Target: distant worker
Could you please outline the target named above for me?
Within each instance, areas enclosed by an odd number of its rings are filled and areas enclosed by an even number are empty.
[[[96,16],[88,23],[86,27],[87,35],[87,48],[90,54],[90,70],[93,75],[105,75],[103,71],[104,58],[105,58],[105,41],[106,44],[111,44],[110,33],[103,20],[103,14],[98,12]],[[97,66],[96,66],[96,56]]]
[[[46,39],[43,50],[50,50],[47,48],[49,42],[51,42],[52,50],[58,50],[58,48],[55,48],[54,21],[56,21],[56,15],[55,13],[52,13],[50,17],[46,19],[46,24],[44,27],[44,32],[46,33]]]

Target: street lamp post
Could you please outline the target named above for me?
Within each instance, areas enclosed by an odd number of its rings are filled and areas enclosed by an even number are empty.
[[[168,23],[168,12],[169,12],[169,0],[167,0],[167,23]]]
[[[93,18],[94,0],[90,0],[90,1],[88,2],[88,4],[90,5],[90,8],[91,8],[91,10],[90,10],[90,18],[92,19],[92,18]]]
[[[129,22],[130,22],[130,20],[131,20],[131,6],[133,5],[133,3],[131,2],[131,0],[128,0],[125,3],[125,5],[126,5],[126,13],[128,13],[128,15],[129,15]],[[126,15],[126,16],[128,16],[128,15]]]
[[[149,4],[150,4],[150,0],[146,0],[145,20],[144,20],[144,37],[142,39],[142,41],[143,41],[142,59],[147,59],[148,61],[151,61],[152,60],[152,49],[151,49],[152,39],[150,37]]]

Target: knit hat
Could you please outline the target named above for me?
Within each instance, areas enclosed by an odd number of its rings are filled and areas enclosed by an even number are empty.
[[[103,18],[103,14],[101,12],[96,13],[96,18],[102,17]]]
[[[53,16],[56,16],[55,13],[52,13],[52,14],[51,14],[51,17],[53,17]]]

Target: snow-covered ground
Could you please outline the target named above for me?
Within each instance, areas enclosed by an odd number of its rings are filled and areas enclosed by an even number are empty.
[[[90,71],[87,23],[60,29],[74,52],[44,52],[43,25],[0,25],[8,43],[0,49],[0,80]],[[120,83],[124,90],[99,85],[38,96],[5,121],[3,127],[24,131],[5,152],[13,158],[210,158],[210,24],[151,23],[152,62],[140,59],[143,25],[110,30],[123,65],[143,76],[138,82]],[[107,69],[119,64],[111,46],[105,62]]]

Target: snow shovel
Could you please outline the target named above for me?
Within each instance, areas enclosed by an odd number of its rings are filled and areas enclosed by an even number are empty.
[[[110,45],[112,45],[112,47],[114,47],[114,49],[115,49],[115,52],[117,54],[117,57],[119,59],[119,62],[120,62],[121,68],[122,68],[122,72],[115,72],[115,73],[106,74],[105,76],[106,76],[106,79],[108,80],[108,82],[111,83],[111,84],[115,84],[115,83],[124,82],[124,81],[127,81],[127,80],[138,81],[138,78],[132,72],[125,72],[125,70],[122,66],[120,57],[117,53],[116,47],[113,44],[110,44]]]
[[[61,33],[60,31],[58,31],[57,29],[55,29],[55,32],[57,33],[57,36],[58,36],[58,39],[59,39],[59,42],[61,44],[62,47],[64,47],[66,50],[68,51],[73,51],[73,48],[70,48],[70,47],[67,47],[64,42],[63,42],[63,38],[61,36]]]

= = = = = = =

*Task*: Send back every record, precisely as written.

*Reply to the task*:
Target: distant worker
Could you please outline the target named above for me?
Within each instance, areas enclosed by an odd number of its rings are filled and areas enclosed by an even number are empty.
[[[96,16],[88,23],[86,27],[87,35],[87,48],[90,54],[90,70],[93,75],[105,75],[103,71],[104,58],[105,58],[105,41],[106,44],[111,44],[110,33],[103,20],[103,14],[98,12]],[[97,66],[96,66],[96,56]]]
[[[46,39],[43,50],[50,50],[47,48],[49,42],[51,42],[52,50],[58,50],[58,48],[55,48],[54,21],[56,21],[56,15],[55,13],[52,13],[50,17],[46,19],[46,24],[44,27],[44,32],[46,33]]]

Target: street lamp post
Could you please outline the target named above for me?
Within each instance, areas enclosed by an odd number of its rings are filled and areas enclosed by an even number are empty.
[[[168,23],[168,12],[169,12],[169,0],[167,0],[167,23]]]
[[[93,18],[94,0],[90,0],[90,1],[88,2],[88,4],[90,5],[90,8],[91,8],[91,10],[90,10],[90,18],[92,19],[92,18]]]
[[[129,22],[130,22],[130,20],[131,20],[131,6],[133,5],[133,3],[131,2],[131,0],[128,0],[125,3],[125,5],[126,5],[126,13],[128,13],[128,15],[129,15]],[[126,15],[126,16],[128,16],[128,15]]]
[[[149,4],[150,4],[150,0],[146,0],[145,20],[144,20],[144,37],[142,39],[142,41],[143,41],[142,59],[147,59],[148,61],[151,61],[152,60],[152,49],[151,49],[152,39],[150,37]]]

Target: knit hat
Could you please outline the target named above for me?
Within each instance, areas enclosed by an odd number of its rings are filled and areas enclosed by an even number are empty.
[[[103,18],[103,14],[101,12],[96,13],[96,18],[102,17]]]
[[[53,16],[56,16],[55,13],[52,13],[52,14],[51,14],[51,17],[53,17]]]

Target: snow-covered ground
Could you please outline the target named above for me?
Within each instance, areas enclosed by an odd number of its rings are filled and areas enclosed by an even number are empty.
[[[90,71],[87,23],[60,29],[74,52],[44,52],[43,25],[0,25],[8,43],[0,49],[0,80]],[[120,83],[124,90],[99,85],[38,96],[5,121],[3,127],[24,131],[5,152],[13,158],[210,158],[210,24],[151,23],[152,62],[140,59],[143,25],[110,30],[123,65],[143,76],[138,82]],[[107,69],[119,64],[111,46],[105,62]]]

Target: snow shovel
Could you please outline the target named above for me?
Within each instance, areas enclosed by an odd number of its rings are filled and areas enclosed by an even number are empty.
[[[110,45],[112,45],[112,47],[114,47],[114,49],[115,49],[115,52],[117,54],[117,57],[119,59],[119,62],[120,62],[121,68],[122,68],[122,72],[115,72],[115,73],[106,74],[105,76],[106,76],[106,79],[108,80],[108,82],[111,83],[111,84],[115,84],[115,83],[124,82],[124,81],[127,81],[127,80],[138,81],[138,78],[132,72],[125,72],[125,70],[122,66],[120,57],[117,53],[116,47],[113,44],[110,44]]]
[[[61,33],[60,31],[58,31],[57,29],[55,29],[55,32],[57,33],[57,36],[58,36],[58,39],[59,39],[59,42],[61,44],[62,47],[64,47],[66,50],[68,51],[73,51],[73,48],[70,48],[70,47],[67,47],[64,42],[63,42],[63,38],[61,36]]]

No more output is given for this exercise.